__Exercise data__:

──────────────────────────────

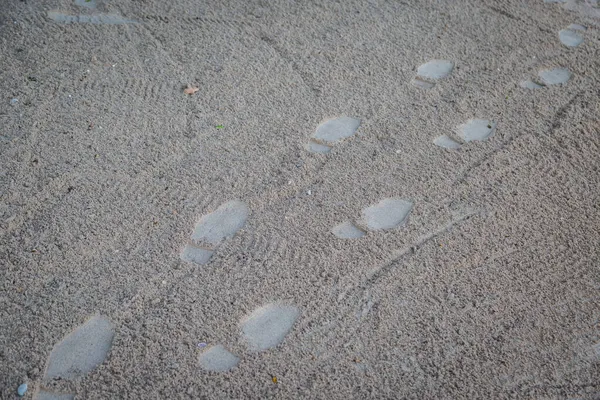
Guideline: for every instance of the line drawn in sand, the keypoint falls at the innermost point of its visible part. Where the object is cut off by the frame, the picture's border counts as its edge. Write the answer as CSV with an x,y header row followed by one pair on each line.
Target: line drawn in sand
x,y
99,19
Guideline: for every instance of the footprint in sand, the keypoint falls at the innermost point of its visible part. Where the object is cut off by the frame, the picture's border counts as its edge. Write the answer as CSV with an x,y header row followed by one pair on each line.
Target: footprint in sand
x,y
79,353
432,71
86,3
213,229
265,328
387,214
347,230
472,130
548,77
218,359
476,130
332,132
53,396
571,37
446,142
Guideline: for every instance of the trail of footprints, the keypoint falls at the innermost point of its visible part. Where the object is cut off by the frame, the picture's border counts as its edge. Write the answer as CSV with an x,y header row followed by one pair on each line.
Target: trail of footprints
x,y
81,351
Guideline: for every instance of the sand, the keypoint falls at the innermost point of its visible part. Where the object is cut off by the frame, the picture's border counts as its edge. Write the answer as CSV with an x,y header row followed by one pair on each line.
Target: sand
x,y
218,241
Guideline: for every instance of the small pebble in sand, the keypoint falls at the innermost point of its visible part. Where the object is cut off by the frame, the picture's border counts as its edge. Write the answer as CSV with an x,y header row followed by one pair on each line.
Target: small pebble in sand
x,y
22,389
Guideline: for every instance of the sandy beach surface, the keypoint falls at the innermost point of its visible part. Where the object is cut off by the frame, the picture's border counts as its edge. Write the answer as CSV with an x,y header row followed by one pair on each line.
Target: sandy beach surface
x,y
300,199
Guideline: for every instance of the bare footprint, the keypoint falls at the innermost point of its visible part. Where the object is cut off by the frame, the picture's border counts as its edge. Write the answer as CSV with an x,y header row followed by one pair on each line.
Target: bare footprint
x,y
42,395
430,72
218,359
554,76
347,230
332,132
570,37
86,3
213,229
387,214
267,326
476,129
548,77
82,350
446,142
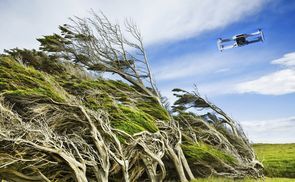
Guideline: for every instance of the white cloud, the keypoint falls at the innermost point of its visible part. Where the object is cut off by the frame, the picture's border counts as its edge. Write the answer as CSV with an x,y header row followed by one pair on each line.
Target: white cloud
x,y
188,65
276,83
287,60
271,131
165,20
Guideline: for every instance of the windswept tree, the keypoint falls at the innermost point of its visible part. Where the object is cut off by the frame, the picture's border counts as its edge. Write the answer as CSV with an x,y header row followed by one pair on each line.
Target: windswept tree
x,y
58,125
98,45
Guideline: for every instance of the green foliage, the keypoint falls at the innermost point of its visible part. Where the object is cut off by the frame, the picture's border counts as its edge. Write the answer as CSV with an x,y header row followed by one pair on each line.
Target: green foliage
x,y
116,97
206,153
19,80
221,179
37,59
278,159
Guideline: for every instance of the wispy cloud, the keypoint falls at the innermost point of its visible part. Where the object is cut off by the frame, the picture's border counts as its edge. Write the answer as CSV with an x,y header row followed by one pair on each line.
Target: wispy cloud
x,y
188,65
276,83
159,21
271,131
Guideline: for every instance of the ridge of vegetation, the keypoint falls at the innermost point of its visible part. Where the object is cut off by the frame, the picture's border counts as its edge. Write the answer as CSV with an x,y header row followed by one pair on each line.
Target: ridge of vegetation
x,y
60,120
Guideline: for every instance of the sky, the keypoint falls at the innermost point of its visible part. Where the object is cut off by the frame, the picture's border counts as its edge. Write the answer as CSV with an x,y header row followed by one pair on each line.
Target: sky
x,y
254,84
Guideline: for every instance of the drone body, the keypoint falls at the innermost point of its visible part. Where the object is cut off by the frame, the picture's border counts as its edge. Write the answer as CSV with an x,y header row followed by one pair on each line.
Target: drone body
x,y
240,40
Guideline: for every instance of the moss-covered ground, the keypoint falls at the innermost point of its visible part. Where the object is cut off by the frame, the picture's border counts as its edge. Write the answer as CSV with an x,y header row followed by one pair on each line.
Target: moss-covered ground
x,y
278,159
127,109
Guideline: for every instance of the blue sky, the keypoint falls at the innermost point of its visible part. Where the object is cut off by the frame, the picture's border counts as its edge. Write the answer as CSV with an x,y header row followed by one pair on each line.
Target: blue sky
x,y
255,84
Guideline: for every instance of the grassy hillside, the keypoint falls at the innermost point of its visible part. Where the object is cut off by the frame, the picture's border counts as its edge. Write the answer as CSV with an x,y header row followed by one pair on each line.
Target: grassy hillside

──────────────────────────────

__Written exercise__: Reproduce the material above in full and without alteration, but skip all pictures.

__Response to the exercise__:
Guideline: for every instance of the line drawn in sand, the keypoint falls at the innermost point of its visible part. Where the object is cut off by the frame, the picture's border counts as its edge. Write the answer as CSV with an x,y header row followed by one pair on each line.
Target: line drawn in sand
x,y
99,19
Guideline: for every instance of the footprint in sand, the keypoint falls at the innermost point of its visible part. Where the object is cut off by the frame, the picture's border counts as its edge. Write the answer as CSV with an x,y header row followed by one pair on each line.
Target: footprint in sand
x,y
79,353
432,71
86,3
213,229
265,328
387,214
347,230
472,130
548,77
218,359
476,130
332,132
53,396
571,37
446,142
Guideline: for every instance of the trail of footprints, the keypoint falls at the innermost point of its visible part. Where the object is cut off by the frame, the picture's border counts as its edge. Write the answer as CSV with an x,y header row followed by one pair on each line.
Target: trail of footprints
x,y
81,351
Guideline: for every instance of the sand, the keypoint falls at the innermost point of its visible part. Where the object is cut off by the frame, the picture's border counts as its edge. Write the answer as CSV with an x,y header row followed by one pair on each line.
Target: sand
x,y
218,241
Guideline: for every instance of the small pebble in sand, the keypoint falls at the innermost point of its visible part. Where the object is cut off by the frame, the picture's border counts as its edge. Write the answer as CSV with an x,y header row followed by one pair on each line.
Target: small pebble in sand
x,y
22,389
Guideline: for every instance of the sandy beach surface, the keypoint falls at the innermost point of its visible part. Where the object is cut off by the frame, the picture's border counts as its edge. Write the answer as CSV with an x,y header row followed by one pair on each line.
Target: sandy beach surface
x,y
300,199
Guideline: for every instance of the bare footprint, the keypoint falls at the innermost point of its visible part. Where the object is cut off by the frame, the picture's border counts as its edge. Write the answer as CSV with an x,y header row followed by one pair on each line.
Target: bare footprint
x,y
42,395
430,72
218,359
554,76
347,230
332,132
570,37
86,3
213,229
387,214
267,326
476,129
548,77
82,350
446,142
Guideline: for every instance of the white cloud, the keypoint falls at the innermost point of its visible part. Where the object is cut off by the frame, the picture's border counts as its edge. Write the answer as CSV with an x,y header row followed by one pair on each line.
Target: white cloud
x,y
188,65
276,83
287,60
271,131
165,20
Guideline: for every instance of the windswept tree, the keypoint falls at the innermost point of its visible part. Where the object is cut off by the frame, the picture's border counts as its edge. Write the answer as CSV with an x,y header row followed by one pair on each line.
Target: windswept tree
x,y
58,125
98,45
Guideline: for every instance of the green foliage, the keypoint falls at the innermost point of its visible part. Where the object is cut off by the frame, the picture's border counts as its edge. Write the answer as CSV with an x,y header row followed by one pair on each line.
Target: green foliage
x,y
116,97
206,153
19,80
221,179
37,59
278,159
Guideline: for every instance of the wispy cloud, the keypoint falls at the innermost point of its visible part. Where the object is cut off by the frame, the picture's border counts as its edge. Write the answer as CSV with an x,y header row followed by one pair on each line.
Target: wispy cloud
x,y
188,65
276,83
159,21
271,131
Guideline: for every instance of the ridge of vegetation, the keypoint falls at the innermost point of its visible part. Where the object is cut off by the frame, the picture's border counts as its edge. Write the answer as CSV with an x,y header row followed by one pair on each line.
Target: ridge of vegetation
x,y
60,120
Guideline: for every instance of the sky, the keypoint falls at the innermost point of its visible part. Where the object is cut off by the frame, the picture's border counts as its edge. Write the answer as CSV with an x,y header row followed by one pair on each line.
Target: sky
x,y
254,84
Guideline: for every instance of the drone body, the keypoint falls at the innermost point of its visible part. Where the object is cut off by the frame, the picture's border counts as its edge. Write the answer as CSV with an x,y header row followed by one pair on each line.
Target: drone body
x,y
240,40
Guideline: for every instance of the moss-covered ground, the keypoint falls at the innermost point of its visible part. Where the object is cut off by the frame, the picture's border counts as its edge. Write the answer as CSV with an x,y header row followed by one pair on each line.
Target: moss-covered ground
x,y
278,159
127,109
Guideline: for every instance of the blue sky, the keypoint falls at the innermost point of its visible part. Where the object is cut off by the frame, the picture's border counts as its edge. Write the answer as CSV with an x,y header row followed by one pair on each line.
Target: blue sky
x,y
255,84
Guideline: for every instance of the grassy hillside, the keypoint falls at the innermost point of its visible part. Where the object is cut off by the frame, the picture's border counts as its edge. Write the answer as CSV with an x,y header row followed by one pair on each line.
Target: grassy hillside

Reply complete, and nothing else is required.